**EXERCISE**. Extract every line of the items below that contains the string "vase", treating case as significant.

-- start --

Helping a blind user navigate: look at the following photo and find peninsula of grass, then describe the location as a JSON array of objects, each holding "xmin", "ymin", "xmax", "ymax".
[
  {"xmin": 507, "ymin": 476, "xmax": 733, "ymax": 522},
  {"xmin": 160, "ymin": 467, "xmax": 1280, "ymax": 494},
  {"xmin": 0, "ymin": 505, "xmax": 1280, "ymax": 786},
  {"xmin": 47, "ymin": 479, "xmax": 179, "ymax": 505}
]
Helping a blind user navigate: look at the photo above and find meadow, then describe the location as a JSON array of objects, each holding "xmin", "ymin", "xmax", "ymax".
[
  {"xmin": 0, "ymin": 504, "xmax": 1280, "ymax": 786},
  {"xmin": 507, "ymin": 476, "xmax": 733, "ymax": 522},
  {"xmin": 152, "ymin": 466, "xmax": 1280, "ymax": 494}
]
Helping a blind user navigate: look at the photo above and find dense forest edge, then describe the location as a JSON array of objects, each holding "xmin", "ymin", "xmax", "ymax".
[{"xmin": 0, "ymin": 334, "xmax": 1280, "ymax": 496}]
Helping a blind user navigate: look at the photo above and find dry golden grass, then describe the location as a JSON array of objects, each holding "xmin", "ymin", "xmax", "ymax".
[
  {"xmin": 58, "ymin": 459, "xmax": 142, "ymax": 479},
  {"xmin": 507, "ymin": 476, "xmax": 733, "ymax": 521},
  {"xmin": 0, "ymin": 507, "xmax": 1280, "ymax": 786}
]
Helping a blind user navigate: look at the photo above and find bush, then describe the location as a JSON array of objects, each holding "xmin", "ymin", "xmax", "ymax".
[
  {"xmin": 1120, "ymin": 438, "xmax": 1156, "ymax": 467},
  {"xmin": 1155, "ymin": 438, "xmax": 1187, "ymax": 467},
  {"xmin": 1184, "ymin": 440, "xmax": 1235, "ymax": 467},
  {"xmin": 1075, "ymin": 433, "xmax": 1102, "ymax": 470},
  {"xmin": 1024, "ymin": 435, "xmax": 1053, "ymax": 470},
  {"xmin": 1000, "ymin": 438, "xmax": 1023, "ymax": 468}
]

-- end --
-- start --

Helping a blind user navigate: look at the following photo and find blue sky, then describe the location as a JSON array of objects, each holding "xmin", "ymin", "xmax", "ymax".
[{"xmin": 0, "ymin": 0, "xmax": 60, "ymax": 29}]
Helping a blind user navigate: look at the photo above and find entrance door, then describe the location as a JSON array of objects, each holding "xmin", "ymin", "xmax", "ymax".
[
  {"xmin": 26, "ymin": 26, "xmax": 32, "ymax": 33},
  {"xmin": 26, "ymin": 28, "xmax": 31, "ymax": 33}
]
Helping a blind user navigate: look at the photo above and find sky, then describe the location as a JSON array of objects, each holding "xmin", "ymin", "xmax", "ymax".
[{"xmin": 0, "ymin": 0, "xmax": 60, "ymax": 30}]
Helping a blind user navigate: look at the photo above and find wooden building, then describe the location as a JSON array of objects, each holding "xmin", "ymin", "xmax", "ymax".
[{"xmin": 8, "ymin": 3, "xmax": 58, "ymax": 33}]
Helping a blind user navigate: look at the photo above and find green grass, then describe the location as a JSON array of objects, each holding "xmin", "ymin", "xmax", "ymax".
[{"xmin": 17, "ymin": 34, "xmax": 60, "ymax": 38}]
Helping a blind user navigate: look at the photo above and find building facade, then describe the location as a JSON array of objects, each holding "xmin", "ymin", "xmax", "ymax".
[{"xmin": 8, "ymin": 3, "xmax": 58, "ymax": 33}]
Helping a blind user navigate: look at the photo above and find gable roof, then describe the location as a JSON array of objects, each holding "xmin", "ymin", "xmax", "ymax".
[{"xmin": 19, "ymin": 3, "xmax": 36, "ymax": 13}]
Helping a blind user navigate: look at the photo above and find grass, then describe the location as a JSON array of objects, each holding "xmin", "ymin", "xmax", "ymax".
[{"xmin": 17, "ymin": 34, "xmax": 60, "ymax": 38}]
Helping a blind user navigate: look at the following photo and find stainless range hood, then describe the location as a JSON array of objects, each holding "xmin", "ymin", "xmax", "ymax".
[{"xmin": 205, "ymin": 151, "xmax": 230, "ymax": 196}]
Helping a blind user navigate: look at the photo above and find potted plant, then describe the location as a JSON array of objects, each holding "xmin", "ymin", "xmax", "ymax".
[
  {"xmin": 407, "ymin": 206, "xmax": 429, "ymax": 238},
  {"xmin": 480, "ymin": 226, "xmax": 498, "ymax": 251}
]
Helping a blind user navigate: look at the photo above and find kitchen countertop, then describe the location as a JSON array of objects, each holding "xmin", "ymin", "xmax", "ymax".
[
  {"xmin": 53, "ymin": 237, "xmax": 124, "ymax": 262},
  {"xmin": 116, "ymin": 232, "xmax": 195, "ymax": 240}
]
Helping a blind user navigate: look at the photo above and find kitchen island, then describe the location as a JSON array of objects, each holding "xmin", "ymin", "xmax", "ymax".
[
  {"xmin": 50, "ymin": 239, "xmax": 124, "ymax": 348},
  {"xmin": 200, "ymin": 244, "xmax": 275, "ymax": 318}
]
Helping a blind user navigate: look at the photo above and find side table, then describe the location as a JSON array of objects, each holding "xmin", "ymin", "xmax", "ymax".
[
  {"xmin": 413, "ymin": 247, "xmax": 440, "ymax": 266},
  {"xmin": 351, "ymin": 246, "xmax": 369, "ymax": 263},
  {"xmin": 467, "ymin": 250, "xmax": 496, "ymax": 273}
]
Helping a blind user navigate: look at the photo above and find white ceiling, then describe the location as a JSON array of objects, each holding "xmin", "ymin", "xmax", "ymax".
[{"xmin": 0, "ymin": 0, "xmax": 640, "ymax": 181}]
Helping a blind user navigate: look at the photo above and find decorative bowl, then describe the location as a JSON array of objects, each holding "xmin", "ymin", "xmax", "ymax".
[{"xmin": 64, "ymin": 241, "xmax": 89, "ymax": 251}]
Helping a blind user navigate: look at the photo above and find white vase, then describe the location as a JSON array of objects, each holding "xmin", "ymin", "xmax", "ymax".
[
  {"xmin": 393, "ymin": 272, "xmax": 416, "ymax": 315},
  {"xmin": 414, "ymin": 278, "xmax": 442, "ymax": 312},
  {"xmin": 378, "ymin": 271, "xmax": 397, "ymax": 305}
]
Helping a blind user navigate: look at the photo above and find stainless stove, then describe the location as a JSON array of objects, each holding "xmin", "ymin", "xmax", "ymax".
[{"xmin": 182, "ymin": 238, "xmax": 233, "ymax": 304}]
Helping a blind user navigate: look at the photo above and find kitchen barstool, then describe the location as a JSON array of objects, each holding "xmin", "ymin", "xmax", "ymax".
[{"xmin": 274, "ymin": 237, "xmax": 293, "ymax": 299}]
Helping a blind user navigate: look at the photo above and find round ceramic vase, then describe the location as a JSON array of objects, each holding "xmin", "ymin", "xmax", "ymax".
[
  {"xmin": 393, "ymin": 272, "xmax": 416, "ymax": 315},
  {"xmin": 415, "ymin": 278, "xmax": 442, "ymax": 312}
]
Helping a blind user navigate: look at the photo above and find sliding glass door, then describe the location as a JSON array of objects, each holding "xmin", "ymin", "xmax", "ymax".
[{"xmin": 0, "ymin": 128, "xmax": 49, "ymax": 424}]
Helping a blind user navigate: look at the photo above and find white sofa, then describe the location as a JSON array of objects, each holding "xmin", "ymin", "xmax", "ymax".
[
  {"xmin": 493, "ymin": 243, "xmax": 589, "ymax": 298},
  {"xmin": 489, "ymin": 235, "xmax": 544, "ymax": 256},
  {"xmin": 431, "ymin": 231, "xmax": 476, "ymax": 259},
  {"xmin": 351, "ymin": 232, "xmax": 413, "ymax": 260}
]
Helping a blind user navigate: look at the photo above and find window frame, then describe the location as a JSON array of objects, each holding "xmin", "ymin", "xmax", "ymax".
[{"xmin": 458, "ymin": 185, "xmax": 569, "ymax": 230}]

-- end --

**RESULT FOR THIS TASK**.
Helping a blind user navigate: look at the photo above and find white vase, then describe the location as a JSON array of objects, each holding "xmin", "ymin", "xmax", "ymax".
Helping a blind user navigate: look at the photo above and find round ceramic vase, then describe the location as a JSON array of objects, each holding "xmin", "ymin", "xmax", "ymax".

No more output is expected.